Work to complete:
Repeat the entries below in full, with every character unchanged.

Records supplied:
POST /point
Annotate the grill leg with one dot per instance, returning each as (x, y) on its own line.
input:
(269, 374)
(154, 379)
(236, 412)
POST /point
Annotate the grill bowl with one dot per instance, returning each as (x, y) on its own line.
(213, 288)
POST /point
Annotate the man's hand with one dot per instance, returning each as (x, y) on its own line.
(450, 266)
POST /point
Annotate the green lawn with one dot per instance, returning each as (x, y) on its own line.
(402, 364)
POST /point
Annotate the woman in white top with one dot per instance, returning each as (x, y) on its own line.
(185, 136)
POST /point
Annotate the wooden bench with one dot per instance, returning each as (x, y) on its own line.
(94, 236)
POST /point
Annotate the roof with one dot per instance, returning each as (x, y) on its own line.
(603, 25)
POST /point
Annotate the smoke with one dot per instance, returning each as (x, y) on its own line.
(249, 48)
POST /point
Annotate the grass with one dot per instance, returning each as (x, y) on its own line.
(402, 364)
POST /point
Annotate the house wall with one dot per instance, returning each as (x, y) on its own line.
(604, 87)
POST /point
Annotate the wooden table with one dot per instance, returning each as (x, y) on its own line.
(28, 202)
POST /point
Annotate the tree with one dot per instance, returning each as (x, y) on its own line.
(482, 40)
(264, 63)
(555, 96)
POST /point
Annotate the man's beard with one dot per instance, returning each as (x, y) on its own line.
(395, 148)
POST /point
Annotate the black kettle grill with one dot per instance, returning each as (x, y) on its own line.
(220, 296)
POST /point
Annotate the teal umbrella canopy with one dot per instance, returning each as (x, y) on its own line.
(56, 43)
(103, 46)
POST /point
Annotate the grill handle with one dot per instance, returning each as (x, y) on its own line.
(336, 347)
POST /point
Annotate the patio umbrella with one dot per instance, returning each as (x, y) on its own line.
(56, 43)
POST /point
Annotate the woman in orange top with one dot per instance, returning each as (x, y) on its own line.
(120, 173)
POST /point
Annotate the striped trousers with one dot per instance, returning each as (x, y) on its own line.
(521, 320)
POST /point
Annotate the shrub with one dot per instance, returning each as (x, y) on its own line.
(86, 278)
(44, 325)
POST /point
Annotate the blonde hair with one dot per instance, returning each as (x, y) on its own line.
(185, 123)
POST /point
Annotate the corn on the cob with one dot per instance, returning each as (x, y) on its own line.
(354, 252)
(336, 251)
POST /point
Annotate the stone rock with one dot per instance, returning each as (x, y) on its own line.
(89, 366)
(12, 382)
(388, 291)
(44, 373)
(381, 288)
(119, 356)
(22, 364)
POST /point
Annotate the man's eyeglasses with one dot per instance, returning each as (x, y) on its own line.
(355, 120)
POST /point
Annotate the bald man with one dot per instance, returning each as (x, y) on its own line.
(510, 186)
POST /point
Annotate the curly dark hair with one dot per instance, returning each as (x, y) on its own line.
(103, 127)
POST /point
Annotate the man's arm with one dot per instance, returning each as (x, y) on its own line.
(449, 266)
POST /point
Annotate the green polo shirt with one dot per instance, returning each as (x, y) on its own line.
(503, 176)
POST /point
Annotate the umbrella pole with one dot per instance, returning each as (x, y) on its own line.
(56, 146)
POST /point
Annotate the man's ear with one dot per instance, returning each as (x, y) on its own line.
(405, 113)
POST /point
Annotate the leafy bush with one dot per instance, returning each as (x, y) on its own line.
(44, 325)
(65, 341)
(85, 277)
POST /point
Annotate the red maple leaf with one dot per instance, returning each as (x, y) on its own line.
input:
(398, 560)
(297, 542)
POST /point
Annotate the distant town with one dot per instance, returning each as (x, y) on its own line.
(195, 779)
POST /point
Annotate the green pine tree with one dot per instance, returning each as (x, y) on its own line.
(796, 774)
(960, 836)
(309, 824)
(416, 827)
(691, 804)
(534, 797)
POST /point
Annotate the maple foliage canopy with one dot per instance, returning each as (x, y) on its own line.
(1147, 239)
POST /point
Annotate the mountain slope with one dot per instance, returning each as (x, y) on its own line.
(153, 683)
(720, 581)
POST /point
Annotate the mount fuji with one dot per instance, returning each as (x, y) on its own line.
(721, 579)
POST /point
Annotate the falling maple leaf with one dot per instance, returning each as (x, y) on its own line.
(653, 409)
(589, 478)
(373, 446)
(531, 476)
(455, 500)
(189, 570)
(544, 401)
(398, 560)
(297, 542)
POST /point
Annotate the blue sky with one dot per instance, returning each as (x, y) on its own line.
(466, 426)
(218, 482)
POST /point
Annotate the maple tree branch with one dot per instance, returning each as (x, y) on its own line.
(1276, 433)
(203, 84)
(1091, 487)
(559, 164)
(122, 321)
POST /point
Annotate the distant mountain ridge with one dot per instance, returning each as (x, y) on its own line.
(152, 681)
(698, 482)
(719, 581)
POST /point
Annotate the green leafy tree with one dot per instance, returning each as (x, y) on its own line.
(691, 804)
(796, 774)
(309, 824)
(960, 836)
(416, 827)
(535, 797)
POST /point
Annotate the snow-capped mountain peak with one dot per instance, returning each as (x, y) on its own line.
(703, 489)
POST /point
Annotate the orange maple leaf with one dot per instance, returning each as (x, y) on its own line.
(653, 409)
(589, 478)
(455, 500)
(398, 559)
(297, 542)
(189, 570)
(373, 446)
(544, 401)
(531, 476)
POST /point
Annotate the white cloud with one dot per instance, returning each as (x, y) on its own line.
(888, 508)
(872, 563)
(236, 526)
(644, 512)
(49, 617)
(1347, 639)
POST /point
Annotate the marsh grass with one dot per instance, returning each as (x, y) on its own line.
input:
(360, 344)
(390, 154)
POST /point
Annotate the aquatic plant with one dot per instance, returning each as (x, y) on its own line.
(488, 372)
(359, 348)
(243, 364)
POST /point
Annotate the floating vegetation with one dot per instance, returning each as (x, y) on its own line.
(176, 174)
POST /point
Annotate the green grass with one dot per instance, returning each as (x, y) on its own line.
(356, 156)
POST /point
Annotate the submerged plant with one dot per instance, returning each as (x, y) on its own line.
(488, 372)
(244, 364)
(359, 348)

Response to this task:
POST /point
Annotate the grill leg with one dot per instance, returning each as (x, y) on its own line.
input:
(269, 374)
(154, 379)
(236, 412)
POST /point
Annotate the grill bowl with one dot per instance, returning each as (x, y) on its own line.
(213, 288)
POST /point
Annotate the man's hand with one dot per instance, returning each as (x, y) on its own line.
(450, 266)
POST /point
Annotate the green lawn with one dot per instance, returning each as (x, y) on its own line.
(402, 364)
POST /point
Annotate the woman in white top with one dot per instance, returning each as (x, y) on its own line.
(185, 136)
POST /point
Annotate the wooden bench with one dot per instance, returning each as (x, y) on its own line.
(94, 236)
POST /point
Annotate the roof with one dot per instance, returning each as (x, y) on its own line.
(603, 25)
POST /point
Annotate the smoke with one dot per instance, returning each as (x, y) on its own line.
(249, 48)
POST /point
Annotate the grass with one dot per instance, returning each as (x, y) on its own line.
(402, 364)
POST /point
Annotate the house wall with one dot per instance, returning each as (x, y) on its own line.
(604, 87)
POST /point
Annotate the wooden table with one dot per instance, returning each as (x, y) on its own line.
(28, 202)
POST /point
Annotate the tree with one dot per instance, returning each as (x, y) on its own line.
(482, 40)
(264, 63)
(555, 96)
POST /point
Annotate the man's beard with one dot per instance, returning each as (x, y) on its own line.
(395, 148)
POST /point
Annotate the black kettle grill with one dot per instance, returning each as (x, y) on its own line.
(220, 296)
POST /point
Annotate the teal umbrella canopy with one dot per instance, returning each as (x, y) on its own line.
(56, 43)
(103, 46)
POST /point
Annotate the grill handle with one dot per instance, returning each as (x, y) on its own line.
(336, 347)
POST /point
Annotate the patio umbrella with one dot per instance, returning each as (x, y) on its own line.
(56, 43)
POST /point
Annotate the woman in orange top with one dot per instance, returning each as (x, y) on its own line.
(120, 173)
POST /point
Annotate the striped trousers with one dot per instance, returning each as (x, y) on its own line.
(521, 320)
POST /point
Annotate the shrub with one dot per instance, returning each as (x, y) on its own line.
(86, 278)
(44, 325)
POST /point
Annotate the blonde hair with one dot per instance, returning each as (x, y) on its own line.
(185, 123)
POST /point
Annotate the corn on the cob with one dot per instance, returning each as (x, y) on its own line.
(354, 252)
(336, 251)
POST /point
Annotate the stone rock with one dot per instance, returning each as (x, y) on its own line.
(89, 366)
(12, 382)
(388, 291)
(44, 373)
(381, 288)
(119, 356)
(22, 364)
POST /point
Annotate the man's eyeglasses with one dot per instance, returning each as (x, y) on its own line.
(355, 120)
POST /point
Annotate the bald man with one dot per instance, returning each as (x, y) on its own line.
(510, 186)
POST /point
Annotate the curly dark hair with one dot per instance, returning each as (x, y) on its own line.
(103, 127)
POST /point
Annotate the man's arm with one dot per instance, returning each as (x, y) on its own line.
(449, 266)
POST /point
Annotate the green polo shirt with one dot per instance, returning each as (x, y) on its own line.
(503, 176)
POST /point
Annotate the umbrella pole with one dot per instance, returning each as (x, y) on its own line.
(56, 146)
POST /point
Annotate the man's ear with one dot per instance, returning each as (x, y) on its own line.
(405, 113)
POST /point
Annotate the leafy bush with one dot per instance, returning each as (x, y) on its own line.
(44, 325)
(65, 341)
(85, 277)
POST /point
Annotate the red maple leaf with one dot per instance, returning each as (x, y) on its own line.
input:
(398, 560)
(297, 542)
POST /point
Annotate the distant town with one dot per instance, returning each as (x, y) on its own line.
(195, 779)
POST /point
Annotate the green pine tree with one dot per instance, returning each as (x, y) on its own line.
(796, 774)
(960, 836)
(309, 824)
(416, 827)
(691, 804)
(534, 797)
POST /point
Annotate the maple foliage canopy with one dot per instance, returning each as (x, y) on its own line.
(1147, 239)
POST /point
Annotate the mountain slope with one dot per instance, returning each as (x, y) on its own line.
(153, 683)
(720, 581)
POST /point
Annotate the mount fuji with one dot per instance, returning each as (x, y) on its own line.
(721, 579)
POST /point
Annotate the falling maple leaf with one dot per instance, returning each as (x, y) on its own line.
(653, 409)
(589, 478)
(373, 446)
(531, 476)
(455, 500)
(189, 570)
(544, 401)
(398, 560)
(297, 542)
POST /point
Annotate the blue sky with one dot per instance, returning each as (x, y) on its own line.
(466, 426)
(218, 482)
POST /point
Annotate the maple tree branch with one dot per instance, returning each as (x, y) on its own line.
(1276, 433)
(203, 84)
(1091, 487)
(559, 164)
(122, 321)
POST /point
Annotate the distant mountain ridge with one dot per instance, returning each as (x, y) on its own line.
(152, 681)
(698, 482)
(719, 581)
POST /point
Annotate the green leafy tree with one dot per instance, returning each as (x, y) on its own line.
(691, 804)
(796, 774)
(309, 824)
(960, 836)
(416, 827)
(535, 797)
POST /point
Annotate the snow-capped mountain peak with one dot per instance, returning each as (x, y) on its own line.
(703, 489)
POST /point
Annotate the orange maple leaf with one dot per instance, returning each as (x, y) on its own line.
(653, 409)
(589, 478)
(455, 500)
(398, 559)
(297, 542)
(189, 570)
(373, 446)
(544, 401)
(531, 476)
POST /point
Annotate the white cloud with one dot per instance, returning each as (x, y) on its own line.
(888, 508)
(872, 563)
(236, 526)
(644, 512)
(49, 617)
(1347, 639)
POST /point
Annotate the marsh grass with one dot per instance, returning each as (x, y) on its own line.
input:
(360, 344)
(390, 154)
POST /point
Annotate the aquatic plant with one dot per instance, returning each as (x, y) on its own line.
(488, 372)
(359, 348)
(243, 364)
POST /point
Annotate the floating vegetation with one dot per instance, returning each as (x, y) on its own line.
(176, 174)
POST /point
Annotate the green grass with one dot per instance, returning each as (x, y) on its own line.
(356, 156)
POST /point
Annotate the submerged plant with one dot per instance, returning each as (x, y) on its own line.
(488, 372)
(244, 364)
(359, 348)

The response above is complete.